--- begin THE RECORDS ---
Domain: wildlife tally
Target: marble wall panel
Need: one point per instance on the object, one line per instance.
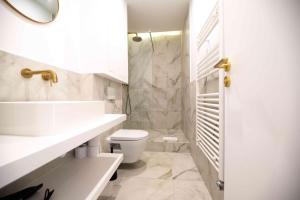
(71, 87)
(155, 83)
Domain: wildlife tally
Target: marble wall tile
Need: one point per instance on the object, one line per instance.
(155, 83)
(71, 87)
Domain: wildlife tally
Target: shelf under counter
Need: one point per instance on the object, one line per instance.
(20, 155)
(79, 179)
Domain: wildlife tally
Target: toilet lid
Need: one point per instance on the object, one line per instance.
(129, 134)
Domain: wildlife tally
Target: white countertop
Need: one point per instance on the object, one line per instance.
(21, 155)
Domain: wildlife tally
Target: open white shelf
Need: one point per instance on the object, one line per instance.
(20, 155)
(79, 179)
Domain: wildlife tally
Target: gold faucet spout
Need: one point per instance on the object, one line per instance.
(47, 75)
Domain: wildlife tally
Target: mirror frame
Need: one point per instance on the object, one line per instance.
(27, 17)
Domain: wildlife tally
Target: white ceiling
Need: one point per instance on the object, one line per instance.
(156, 15)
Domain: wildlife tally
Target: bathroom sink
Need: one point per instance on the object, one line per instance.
(46, 117)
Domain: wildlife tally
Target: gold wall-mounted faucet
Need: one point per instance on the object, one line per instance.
(47, 75)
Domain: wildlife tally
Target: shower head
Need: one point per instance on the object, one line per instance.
(137, 38)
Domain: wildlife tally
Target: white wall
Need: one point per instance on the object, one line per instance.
(262, 39)
(48, 43)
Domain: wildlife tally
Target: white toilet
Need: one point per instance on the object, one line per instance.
(130, 142)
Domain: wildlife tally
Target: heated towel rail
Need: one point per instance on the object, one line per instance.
(212, 78)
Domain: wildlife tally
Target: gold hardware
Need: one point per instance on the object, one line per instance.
(227, 81)
(225, 64)
(47, 75)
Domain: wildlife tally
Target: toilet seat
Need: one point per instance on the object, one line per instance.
(129, 135)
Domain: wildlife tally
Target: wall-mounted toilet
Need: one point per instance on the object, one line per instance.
(131, 143)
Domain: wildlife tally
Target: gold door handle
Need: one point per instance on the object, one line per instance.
(224, 64)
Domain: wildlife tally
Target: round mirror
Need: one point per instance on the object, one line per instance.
(41, 11)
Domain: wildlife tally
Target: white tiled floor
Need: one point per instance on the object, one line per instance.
(158, 176)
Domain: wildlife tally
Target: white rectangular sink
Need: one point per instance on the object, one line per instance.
(47, 117)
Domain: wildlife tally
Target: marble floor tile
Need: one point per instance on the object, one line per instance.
(148, 189)
(155, 165)
(158, 176)
(191, 190)
(183, 167)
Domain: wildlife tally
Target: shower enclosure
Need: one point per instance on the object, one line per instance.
(155, 89)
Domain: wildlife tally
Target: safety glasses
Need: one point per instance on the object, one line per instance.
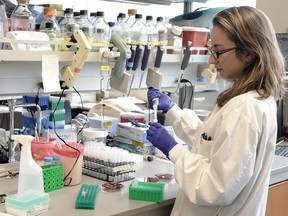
(217, 54)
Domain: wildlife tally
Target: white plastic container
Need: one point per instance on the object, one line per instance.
(96, 136)
(30, 173)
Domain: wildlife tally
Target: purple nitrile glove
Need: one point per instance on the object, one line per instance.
(160, 138)
(165, 102)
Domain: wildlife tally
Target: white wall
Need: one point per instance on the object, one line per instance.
(276, 10)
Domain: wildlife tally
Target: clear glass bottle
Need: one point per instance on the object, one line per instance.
(122, 29)
(101, 29)
(3, 22)
(153, 37)
(85, 25)
(162, 32)
(139, 32)
(131, 16)
(68, 25)
(50, 17)
(22, 18)
(92, 17)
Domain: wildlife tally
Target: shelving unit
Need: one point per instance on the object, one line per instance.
(21, 69)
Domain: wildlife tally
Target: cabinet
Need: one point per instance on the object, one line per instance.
(277, 199)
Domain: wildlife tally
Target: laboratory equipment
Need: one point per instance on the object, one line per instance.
(162, 32)
(131, 16)
(122, 28)
(138, 55)
(71, 156)
(209, 74)
(139, 32)
(154, 77)
(184, 64)
(68, 25)
(86, 196)
(42, 147)
(101, 29)
(27, 202)
(155, 104)
(50, 17)
(145, 60)
(108, 163)
(71, 73)
(94, 136)
(28, 169)
(86, 26)
(22, 18)
(120, 80)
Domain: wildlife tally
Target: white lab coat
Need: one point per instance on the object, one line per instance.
(228, 175)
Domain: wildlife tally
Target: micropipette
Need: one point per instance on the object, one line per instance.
(155, 104)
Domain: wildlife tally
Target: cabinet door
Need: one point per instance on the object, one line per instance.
(277, 200)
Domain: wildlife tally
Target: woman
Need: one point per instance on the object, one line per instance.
(228, 169)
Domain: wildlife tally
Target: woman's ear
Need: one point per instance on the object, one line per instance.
(248, 57)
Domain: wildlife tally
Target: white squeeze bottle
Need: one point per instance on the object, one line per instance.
(30, 173)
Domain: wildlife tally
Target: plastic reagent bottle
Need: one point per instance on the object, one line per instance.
(30, 173)
(153, 37)
(101, 29)
(131, 16)
(139, 31)
(68, 25)
(85, 25)
(162, 31)
(122, 29)
(22, 18)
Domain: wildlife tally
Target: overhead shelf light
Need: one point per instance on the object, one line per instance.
(160, 2)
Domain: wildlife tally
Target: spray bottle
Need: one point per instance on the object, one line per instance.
(30, 173)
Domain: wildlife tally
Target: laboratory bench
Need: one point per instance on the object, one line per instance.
(62, 201)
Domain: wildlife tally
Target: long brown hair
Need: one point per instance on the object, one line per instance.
(251, 30)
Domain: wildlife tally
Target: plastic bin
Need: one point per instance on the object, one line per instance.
(201, 17)
(28, 202)
(198, 36)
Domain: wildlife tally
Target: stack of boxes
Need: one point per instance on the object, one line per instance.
(50, 111)
(133, 138)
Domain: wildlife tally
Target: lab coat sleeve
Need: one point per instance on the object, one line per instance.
(219, 178)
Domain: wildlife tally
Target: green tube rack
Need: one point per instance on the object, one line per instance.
(53, 177)
(146, 191)
(86, 196)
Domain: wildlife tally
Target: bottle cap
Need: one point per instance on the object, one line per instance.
(138, 16)
(83, 12)
(49, 12)
(176, 30)
(68, 11)
(159, 19)
(100, 13)
(93, 14)
(49, 25)
(132, 11)
(149, 18)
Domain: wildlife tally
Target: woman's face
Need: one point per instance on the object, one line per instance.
(229, 65)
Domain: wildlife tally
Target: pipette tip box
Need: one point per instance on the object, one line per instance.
(86, 196)
(27, 202)
(146, 191)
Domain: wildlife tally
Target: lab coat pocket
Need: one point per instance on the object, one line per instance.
(205, 148)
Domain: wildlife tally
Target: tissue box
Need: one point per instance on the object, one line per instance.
(126, 129)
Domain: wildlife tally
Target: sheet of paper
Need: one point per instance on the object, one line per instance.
(50, 73)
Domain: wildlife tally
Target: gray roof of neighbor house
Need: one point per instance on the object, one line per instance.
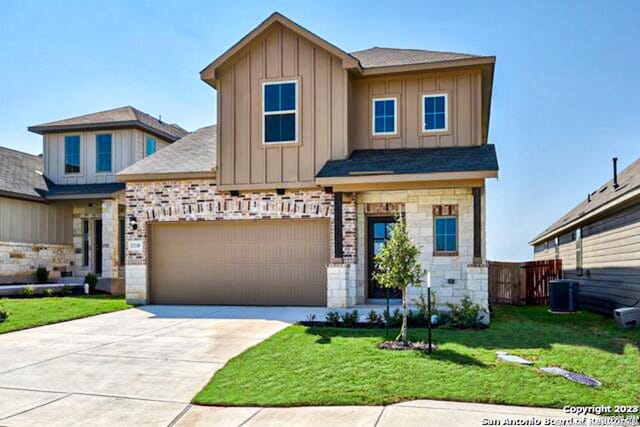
(122, 117)
(20, 174)
(413, 161)
(194, 154)
(390, 57)
(628, 181)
--- end THE RECORDS ---
#### INSTRUCTION:
Go through the listing above and write it all out exactly, leaving out any picture.

#### ANSWER FOR THE TASK:
Domain: wildlife tally
Target: marble wall panel
Need: one point per instance on the object, one line per instance.
(71, 87)
(155, 83)
Domain: wildlife tally
Target: marble wall tile
Need: one point per instance on the object, one line per instance.
(155, 83)
(71, 87)
Domain: wildlife tally
Target: shelf under counter
Need: one point per instance on the object, one line per instance.
(20, 155)
(79, 179)
Domain: wildlife tally
Target: toilet lid
Need: one point per instance on the object, one line per instance.
(129, 134)
Domain: wildlife tally
Target: white countertop
Need: one point per instance on the object, one line per instance.
(21, 155)
Domain: wildlife tally
Target: open white shelf
Need: one point per instance on the object, one line per instance.
(20, 155)
(79, 179)
Domain: wildlife tally
Target: gold faucet spout
Need: one point per instance on the object, one line per instance.
(47, 75)
Domain: wildlife tally
Target: mirror frame
Need: one point per instance on the object, one line per instance.
(27, 17)
Domain: wildlife tally
Target: white ceiling
Need: one point per instance on the object, one line per instance.
(156, 15)
Domain: wildlife tally
Target: bathroom sink
Need: one point per instance on the object, one line per instance.
(46, 117)
Domain: wildlife tally
Target: gold wall-mounted faucet
Need: one point per instance on the object, one line per instance.
(47, 75)
Domain: wildlife tally
Target: shower head
Need: one point per instance on the object, one line per instance.
(137, 38)
Domain: wildlife tally
Target: white wall
Need: one point per instance on the object, one line per instance.
(262, 39)
(48, 43)
Domain: wildlife tally
Target: white toilet
Need: one point per instance on the object, one line per instance.
(130, 142)
Domain: wildlife tally
Target: heated towel rail
Need: one point per instance on the object, one line per instance.
(212, 78)
Domain: wildlife tally
Target: gold hardware
Need: one point per instance on the object, one line per instance.
(227, 81)
(225, 64)
(47, 75)
Domain: wildlife tally
Target: toilet seat
Need: one point per instance on the object, one line per instance.
(129, 135)
Domain: wildlife tally
Target: wall-mounted toilet
Need: one point per instance on the object, one line per instance.
(131, 143)
Domain: wildlife tally
Target: gold door handle
Need: one point per instance on the object, one line per instance.
(224, 64)
Domain: wildlife tally
Target: round mirror
Need: one point per instance on the object, one line per instance.
(41, 11)
Domain: wildlife tally
Target: white tiled floor
Need: one point per instance on the object, one line per instance.
(158, 176)
Domain: wildlife tally
Target: white rectangular sink
Need: one point per instance on the object, one line per instance.
(47, 117)
Domain: wildlife tally
Target: marble floor tile
Need: one point per instance on the object, one line per instance.
(148, 189)
(155, 165)
(158, 176)
(191, 190)
(183, 167)
Domain: wildlife tally
Target: shower enclosure
Need: one point per instance on the object, one line per instance.
(155, 89)
Domain: wildlife tally
Target: safety glasses
Need: one point per instance on the object, one line per instance.
(217, 54)
Domain: wildlife tally
Target: white plastic container
Need: one point per instance on the object, one line per instance.
(96, 136)
(30, 173)
Domain: wildlife tally
Target: purple nitrile glove
Need: one point per instance on the object, one line per instance.
(160, 138)
(165, 102)
Domain: wildlife tally
Target: white wall
Need: one point per instance on the object, one line per instance.
(276, 10)
Domain: wildlife tally
Target: clear glass bottle
Need: one point per instance on the object, one line per instance.
(122, 29)
(101, 29)
(3, 22)
(153, 37)
(85, 25)
(162, 32)
(139, 32)
(131, 16)
(68, 25)
(50, 17)
(22, 18)
(92, 17)
Domain: wildlife tally
Target: shelving unit
Need: one point per instance on the object, one line per instance.
(21, 69)
Domain: wildlife tally
Target: cabinet
Need: one point per instance on the object, one line per instance.
(277, 199)
Domain: wildlife tally
Target: laboratory equipment
Need: one point per instance on the object, one line per instance.
(162, 32)
(131, 16)
(122, 28)
(138, 55)
(71, 156)
(209, 74)
(139, 32)
(154, 77)
(184, 64)
(68, 25)
(86, 196)
(42, 147)
(101, 29)
(27, 202)
(155, 104)
(50, 17)
(145, 60)
(108, 163)
(71, 73)
(94, 136)
(28, 169)
(86, 26)
(22, 18)
(120, 80)
Domain: wildlife tally
Target: white lab coat
Need: one point per instance on the object, one line per instance.
(228, 175)
Domain: wildlife tally
Target: micropipette
Need: one point per instance on the object, one line per instance.
(155, 104)
Domain: wildlife tally
Target: cabinet door
Need: one point per instance on the object, one line per instance.
(277, 200)
Domain: wildlife tally
Target: woman
Need: one point per instance on the object, one line per instance.
(228, 169)
Domain: wildlife tally
Target: woman's ear
Need: one point per instance on the object, one line per instance.
(248, 57)
Domain: wildlife tally
Target: white squeeze bottle
Need: one point per instance on the object, one line per instance.
(30, 173)
Domain: wildlife tally
Target: plastic reagent bottle
Need: one point per instance on the object, one line per instance.
(30, 173)
(153, 37)
(101, 29)
(131, 16)
(139, 31)
(68, 25)
(85, 25)
(162, 31)
(122, 29)
(22, 18)
Domain: wildlife tally
Target: overhead shelf light
Need: one point per instance on the object, one line per instance.
(160, 2)
Domain: wildlife tally
Target: spray bottle
Need: one point per instance on the object, one line per instance.
(30, 173)
Domain: wildlife tally
Target: laboratory bench
Need: one point per instance on the object, one line per instance.
(62, 201)
Domain: wildlife tally
Target: long brown hair
Need: one point per instance on the object, one line per instance.
(251, 30)
Domain: wildlife tally
Target: plastic bin
Need: one point per instance on the object, one line per instance.
(201, 17)
(28, 202)
(198, 36)
Domain: wildlife tally
Target: stack of boxes
Need: one point per instance on the object, one line per instance.
(50, 111)
(133, 138)
Domain: wildlife tally
Target: lab coat sleeve
Need: one point per instance on the object, one line per instance.
(219, 178)
Domain: wildlife tally
Target: green tube rack
Need: one point per instance on the object, one line per instance.
(53, 177)
(146, 191)
(86, 196)
Domain: wildlife tally
Target: bottle cap
Need: one point per instance on the object, one line per instance.
(138, 16)
(83, 12)
(49, 12)
(176, 30)
(68, 11)
(159, 19)
(100, 13)
(93, 14)
(49, 25)
(132, 11)
(149, 18)
Domain: wildlife tally
Target: woman's face
Need: one point per instance on the object, one line per instance.
(229, 65)
Domain: wildlife tally
Target: pipette tip box
Need: one point per instance on the object, one line per instance.
(86, 196)
(27, 202)
(146, 191)
Domain: wildlife tally
Target: lab coat pocket
Need: one point per instance on the object, one line per instance.
(205, 148)
Domain: wildlife tally
Target: tissue box
Need: one point per instance on the object, one line per instance.
(126, 129)
Domain: wildlife tally
Target: sheet of paper
Need: one point per instance on the object, one line per instance.
(50, 73)
Domain: wildlife tally
Target: gray roof of neighbor house
Need: one point per instance on the object, one line per instance.
(122, 117)
(20, 174)
(413, 161)
(194, 154)
(390, 57)
(628, 181)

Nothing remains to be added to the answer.